(Source data)
○ ○ ○

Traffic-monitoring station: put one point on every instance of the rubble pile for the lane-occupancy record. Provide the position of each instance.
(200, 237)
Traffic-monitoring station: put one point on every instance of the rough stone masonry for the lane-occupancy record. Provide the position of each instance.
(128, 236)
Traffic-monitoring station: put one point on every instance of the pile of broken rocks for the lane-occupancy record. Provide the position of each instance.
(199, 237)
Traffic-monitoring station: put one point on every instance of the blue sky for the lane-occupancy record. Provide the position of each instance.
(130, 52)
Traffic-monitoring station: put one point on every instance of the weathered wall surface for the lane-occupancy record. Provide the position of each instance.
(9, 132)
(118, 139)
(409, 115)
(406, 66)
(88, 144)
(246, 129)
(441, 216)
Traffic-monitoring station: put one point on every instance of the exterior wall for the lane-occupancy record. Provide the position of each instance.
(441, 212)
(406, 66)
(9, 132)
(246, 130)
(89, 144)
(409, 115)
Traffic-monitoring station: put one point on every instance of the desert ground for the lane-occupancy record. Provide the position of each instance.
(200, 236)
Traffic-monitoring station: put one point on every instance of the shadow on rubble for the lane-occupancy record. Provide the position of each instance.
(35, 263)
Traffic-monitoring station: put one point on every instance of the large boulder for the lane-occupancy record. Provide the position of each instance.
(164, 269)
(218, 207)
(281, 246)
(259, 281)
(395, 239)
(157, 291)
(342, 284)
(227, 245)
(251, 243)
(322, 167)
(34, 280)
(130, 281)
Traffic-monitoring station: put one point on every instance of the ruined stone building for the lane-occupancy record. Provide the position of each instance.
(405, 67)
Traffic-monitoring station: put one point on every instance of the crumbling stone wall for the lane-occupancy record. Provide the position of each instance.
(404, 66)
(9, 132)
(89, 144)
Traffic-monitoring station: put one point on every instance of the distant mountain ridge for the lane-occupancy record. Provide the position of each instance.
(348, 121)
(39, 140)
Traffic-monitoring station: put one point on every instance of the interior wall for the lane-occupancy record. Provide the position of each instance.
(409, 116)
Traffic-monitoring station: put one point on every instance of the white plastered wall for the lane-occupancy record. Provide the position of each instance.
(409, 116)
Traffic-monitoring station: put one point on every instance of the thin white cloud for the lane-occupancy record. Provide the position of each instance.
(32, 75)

○ ○ ○

**PROBLEM REQUIREMENTS**
Output an identical copy of every record above.

**YOUR RESPONSE**
Traffic-monitoring station: put one point on every instance of the rubble pile for the lane-occupancy record. Provide the position of each instance.
(200, 237)
Traffic-monitoring station: put one point on every instance of the rough stone masonry for the lane-occupancy record. Provide the position of each instance.
(128, 236)
Traffic-monitoring station: put one point on every instance of the pile of broken rocks for the lane-occupancy record. Provide the position of each instance.
(199, 237)
Traffic-monitoring station: put one point on every instance of the blue sky for the lane-occupancy record. Provide the position of each instance.
(130, 52)
Traffic-monitoring station: put one point on every instance of the weathered wall surface for the lane-occupancy record. Provide the position of each instance.
(9, 132)
(118, 139)
(409, 115)
(406, 66)
(88, 144)
(246, 129)
(441, 216)
Traffic-monitoring station: put one point on every instance of the exterior wall for the lane-occupancy record. Provide the position of each instance.
(441, 212)
(406, 66)
(9, 132)
(246, 130)
(89, 144)
(409, 115)
Traffic-monitoring station: put one point on every instance of the desert ground for the lane-occupancy record. Provide the position of each instance.
(200, 236)
Traffic-monitoring station: put one point on every instance of the shadow on rubble for the lane-occupancy record. Provide the position of each instance.
(35, 263)
Traffic-monitoring station: put one point on every instance of the large boulder for the lane-occupancy record. Provide the position of each instance.
(164, 269)
(218, 207)
(281, 246)
(259, 281)
(395, 239)
(157, 291)
(342, 284)
(227, 245)
(251, 243)
(322, 167)
(34, 280)
(130, 281)
Traffic-monitoring station: put one point on every instance of the ruined stone building for the lane-occupancy record. Provide the position of each instance.
(405, 67)
Traffic-monitoring station: put one point on every instance of the crumbling stone wall for the lane-occupancy record. Provide the position of each instance.
(404, 66)
(9, 132)
(89, 144)
Traffic-monitoring station: put one point on every instance of the distant mountain ridge for the lane-occupancy record. Provide the position of each instance.
(348, 121)
(39, 140)
Traffic-monitoring station: put one point on every instance of the interior wall for the lane-occupancy record. Provide the position of each instance.
(409, 116)
Traffic-monitoring station: put one point on every instance of the white plastered wall for the lane-occupancy record. Provide the position of each instance.
(409, 116)
Traffic-monitoring station: put one point on every instance of the thin white cloud for the lane-occupancy record. Provide the position of each instance.
(32, 75)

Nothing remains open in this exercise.